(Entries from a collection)
════════

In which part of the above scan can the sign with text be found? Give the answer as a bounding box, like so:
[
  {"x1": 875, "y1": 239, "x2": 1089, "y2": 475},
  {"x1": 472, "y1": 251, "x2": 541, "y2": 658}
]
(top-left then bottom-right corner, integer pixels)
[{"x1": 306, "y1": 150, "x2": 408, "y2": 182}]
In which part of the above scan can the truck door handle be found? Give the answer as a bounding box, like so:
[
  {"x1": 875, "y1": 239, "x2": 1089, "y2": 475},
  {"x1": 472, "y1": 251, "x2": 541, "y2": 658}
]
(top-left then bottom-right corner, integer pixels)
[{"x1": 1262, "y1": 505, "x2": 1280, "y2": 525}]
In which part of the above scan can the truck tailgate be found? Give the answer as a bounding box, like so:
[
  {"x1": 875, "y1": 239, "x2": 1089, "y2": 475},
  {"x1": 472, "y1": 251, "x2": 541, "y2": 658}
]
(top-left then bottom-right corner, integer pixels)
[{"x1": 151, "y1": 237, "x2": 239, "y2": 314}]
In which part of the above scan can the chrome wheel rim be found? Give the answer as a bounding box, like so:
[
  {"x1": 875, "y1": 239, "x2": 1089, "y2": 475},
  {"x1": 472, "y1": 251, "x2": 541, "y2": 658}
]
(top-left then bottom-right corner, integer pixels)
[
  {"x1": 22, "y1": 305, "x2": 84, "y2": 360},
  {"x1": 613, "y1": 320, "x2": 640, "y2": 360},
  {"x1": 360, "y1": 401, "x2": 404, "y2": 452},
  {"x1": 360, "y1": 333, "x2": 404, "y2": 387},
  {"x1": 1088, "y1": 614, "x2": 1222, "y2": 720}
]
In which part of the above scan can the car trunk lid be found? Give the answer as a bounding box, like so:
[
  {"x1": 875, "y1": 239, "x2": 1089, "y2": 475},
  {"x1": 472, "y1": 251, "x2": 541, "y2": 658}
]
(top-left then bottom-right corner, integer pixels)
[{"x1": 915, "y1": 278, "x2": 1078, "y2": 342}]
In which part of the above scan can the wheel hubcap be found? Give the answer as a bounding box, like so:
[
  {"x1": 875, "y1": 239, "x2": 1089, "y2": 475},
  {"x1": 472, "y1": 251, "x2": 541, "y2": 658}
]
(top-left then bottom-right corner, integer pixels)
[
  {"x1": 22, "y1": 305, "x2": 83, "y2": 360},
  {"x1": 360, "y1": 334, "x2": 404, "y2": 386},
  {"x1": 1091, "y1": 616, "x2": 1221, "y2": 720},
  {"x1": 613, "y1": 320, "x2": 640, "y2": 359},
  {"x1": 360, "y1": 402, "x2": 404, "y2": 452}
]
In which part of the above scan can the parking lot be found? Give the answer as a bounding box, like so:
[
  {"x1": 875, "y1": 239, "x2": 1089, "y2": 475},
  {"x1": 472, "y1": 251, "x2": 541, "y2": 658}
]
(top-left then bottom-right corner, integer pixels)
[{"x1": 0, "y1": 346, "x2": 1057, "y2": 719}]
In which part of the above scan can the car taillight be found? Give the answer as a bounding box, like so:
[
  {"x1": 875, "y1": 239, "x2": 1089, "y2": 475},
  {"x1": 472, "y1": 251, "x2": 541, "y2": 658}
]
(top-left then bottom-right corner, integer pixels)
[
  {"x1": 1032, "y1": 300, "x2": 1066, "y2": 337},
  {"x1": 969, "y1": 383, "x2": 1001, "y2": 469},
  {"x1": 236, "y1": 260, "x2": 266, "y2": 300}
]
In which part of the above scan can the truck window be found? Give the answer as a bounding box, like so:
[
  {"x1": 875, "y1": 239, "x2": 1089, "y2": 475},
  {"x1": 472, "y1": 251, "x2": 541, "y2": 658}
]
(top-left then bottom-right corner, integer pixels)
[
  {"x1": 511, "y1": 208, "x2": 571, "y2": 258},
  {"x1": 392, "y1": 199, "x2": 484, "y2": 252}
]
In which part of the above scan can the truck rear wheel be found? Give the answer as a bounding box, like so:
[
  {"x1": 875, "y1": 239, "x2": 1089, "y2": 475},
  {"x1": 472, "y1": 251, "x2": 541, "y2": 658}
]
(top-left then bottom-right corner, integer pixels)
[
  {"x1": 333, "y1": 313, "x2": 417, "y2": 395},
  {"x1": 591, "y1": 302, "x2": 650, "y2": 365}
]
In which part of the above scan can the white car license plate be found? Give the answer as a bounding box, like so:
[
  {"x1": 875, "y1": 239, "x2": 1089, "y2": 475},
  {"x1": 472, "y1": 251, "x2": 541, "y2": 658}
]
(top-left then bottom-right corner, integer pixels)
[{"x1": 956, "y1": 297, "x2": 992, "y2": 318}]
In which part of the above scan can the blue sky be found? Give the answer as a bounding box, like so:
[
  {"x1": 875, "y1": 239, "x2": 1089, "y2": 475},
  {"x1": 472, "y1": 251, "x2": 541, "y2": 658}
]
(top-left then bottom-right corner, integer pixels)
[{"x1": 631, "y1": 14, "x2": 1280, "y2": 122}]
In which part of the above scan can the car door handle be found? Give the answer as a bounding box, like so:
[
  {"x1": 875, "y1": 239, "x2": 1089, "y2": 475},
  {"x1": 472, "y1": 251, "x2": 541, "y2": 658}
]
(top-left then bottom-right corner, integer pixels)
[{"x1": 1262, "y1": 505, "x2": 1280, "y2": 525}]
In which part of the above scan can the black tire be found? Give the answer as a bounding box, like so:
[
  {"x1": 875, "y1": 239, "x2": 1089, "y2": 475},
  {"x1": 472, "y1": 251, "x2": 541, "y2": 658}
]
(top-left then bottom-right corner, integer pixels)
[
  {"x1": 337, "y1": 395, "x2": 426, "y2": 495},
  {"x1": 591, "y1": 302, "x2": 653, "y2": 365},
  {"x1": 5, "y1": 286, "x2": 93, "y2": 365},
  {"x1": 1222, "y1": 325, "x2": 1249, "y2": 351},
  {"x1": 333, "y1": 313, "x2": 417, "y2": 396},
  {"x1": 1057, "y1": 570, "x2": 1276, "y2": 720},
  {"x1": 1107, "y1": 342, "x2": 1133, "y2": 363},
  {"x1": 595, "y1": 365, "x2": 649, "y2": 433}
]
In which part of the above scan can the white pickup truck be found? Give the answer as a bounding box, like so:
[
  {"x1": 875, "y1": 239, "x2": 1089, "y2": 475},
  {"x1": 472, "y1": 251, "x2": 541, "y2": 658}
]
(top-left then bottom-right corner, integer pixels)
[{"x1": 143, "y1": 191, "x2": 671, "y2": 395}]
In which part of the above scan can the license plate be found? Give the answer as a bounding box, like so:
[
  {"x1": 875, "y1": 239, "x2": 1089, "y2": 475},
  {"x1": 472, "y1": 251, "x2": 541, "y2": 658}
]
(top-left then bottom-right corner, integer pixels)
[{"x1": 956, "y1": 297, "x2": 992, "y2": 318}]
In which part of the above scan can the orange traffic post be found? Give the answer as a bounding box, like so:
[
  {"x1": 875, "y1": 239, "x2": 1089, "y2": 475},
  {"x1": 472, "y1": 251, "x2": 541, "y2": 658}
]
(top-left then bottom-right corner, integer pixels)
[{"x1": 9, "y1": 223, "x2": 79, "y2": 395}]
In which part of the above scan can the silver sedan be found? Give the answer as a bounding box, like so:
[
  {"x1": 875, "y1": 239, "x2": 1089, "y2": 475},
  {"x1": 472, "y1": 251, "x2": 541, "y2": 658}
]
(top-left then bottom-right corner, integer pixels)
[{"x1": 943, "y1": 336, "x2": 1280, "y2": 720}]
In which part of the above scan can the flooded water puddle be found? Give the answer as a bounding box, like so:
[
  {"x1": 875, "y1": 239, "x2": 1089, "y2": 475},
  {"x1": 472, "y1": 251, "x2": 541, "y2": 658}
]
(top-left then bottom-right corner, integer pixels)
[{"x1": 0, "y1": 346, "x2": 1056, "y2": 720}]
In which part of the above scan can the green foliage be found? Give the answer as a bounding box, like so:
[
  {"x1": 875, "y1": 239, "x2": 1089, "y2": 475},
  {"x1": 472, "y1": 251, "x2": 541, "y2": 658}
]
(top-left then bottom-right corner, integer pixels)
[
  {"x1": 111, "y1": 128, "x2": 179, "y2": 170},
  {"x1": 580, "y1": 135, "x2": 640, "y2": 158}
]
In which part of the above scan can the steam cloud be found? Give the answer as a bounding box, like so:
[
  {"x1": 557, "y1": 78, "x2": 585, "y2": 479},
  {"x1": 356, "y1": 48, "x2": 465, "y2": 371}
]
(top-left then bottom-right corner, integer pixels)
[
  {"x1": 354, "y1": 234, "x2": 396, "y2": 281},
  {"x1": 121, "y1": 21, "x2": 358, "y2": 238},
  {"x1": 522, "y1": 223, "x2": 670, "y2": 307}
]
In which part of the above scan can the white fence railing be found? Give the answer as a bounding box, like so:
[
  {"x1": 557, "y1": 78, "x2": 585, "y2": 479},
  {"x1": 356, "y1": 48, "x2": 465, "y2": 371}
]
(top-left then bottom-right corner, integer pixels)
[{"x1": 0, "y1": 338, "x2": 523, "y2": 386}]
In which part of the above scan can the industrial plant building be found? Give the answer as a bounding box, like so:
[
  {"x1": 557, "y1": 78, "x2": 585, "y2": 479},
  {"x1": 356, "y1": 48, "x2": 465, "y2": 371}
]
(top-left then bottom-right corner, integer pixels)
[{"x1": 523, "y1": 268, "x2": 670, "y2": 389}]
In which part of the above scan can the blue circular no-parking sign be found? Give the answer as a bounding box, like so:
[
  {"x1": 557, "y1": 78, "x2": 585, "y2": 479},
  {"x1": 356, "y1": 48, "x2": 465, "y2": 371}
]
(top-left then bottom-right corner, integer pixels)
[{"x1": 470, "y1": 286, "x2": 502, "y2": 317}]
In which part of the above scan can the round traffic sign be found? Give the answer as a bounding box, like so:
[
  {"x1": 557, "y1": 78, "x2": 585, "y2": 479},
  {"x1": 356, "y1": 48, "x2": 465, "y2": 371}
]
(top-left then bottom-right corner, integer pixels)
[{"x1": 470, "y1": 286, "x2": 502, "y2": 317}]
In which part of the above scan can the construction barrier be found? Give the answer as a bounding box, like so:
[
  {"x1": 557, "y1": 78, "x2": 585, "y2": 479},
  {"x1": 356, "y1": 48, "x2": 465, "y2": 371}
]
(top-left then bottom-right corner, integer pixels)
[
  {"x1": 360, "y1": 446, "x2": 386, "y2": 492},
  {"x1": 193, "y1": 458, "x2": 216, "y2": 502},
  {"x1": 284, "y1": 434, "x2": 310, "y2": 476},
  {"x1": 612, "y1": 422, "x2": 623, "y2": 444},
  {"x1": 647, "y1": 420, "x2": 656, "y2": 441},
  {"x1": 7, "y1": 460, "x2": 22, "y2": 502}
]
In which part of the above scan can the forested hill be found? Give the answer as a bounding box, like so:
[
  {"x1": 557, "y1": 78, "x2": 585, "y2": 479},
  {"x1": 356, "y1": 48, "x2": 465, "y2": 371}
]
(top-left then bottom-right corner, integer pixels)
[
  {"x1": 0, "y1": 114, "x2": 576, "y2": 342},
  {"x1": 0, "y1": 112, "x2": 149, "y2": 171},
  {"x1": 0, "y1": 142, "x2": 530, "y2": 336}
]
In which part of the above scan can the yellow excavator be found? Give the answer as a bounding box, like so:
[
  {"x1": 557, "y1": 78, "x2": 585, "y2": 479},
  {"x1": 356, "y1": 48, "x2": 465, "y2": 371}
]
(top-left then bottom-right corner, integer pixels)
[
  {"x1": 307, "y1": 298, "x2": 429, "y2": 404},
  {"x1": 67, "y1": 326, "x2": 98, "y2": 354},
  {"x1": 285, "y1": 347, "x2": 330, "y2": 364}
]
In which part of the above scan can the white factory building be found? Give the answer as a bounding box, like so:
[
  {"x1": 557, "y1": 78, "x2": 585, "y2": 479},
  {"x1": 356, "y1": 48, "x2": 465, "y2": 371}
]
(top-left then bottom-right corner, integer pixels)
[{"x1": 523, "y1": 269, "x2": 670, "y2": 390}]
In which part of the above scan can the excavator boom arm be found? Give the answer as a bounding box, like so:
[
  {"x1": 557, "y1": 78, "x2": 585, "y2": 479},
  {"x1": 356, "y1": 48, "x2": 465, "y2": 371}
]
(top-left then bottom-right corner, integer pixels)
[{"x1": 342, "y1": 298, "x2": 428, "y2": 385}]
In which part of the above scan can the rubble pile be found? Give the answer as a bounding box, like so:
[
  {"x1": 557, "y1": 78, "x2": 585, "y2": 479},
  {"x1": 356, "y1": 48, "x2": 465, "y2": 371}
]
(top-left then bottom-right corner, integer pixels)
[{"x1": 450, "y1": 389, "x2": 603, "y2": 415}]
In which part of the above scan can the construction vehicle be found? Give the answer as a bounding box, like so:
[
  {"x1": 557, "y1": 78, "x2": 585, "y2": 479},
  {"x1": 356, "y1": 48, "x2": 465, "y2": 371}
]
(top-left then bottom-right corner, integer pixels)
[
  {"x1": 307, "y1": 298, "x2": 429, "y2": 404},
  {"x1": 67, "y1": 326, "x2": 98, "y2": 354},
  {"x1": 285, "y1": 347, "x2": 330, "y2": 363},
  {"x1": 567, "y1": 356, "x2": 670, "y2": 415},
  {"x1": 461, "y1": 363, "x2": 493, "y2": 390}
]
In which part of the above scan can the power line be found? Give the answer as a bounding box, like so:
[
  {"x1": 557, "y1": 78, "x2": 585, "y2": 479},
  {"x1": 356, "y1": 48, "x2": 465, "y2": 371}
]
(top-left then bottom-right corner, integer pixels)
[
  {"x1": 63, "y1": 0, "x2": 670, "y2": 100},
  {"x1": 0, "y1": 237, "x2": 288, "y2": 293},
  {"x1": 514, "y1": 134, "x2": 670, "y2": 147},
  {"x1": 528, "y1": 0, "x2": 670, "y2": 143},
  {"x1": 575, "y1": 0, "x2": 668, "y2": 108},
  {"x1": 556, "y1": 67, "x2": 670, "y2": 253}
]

════════

▸ Work to be completed
Count the lines above that contain the word "blue", and give only the number.

▸ Exercise solution
2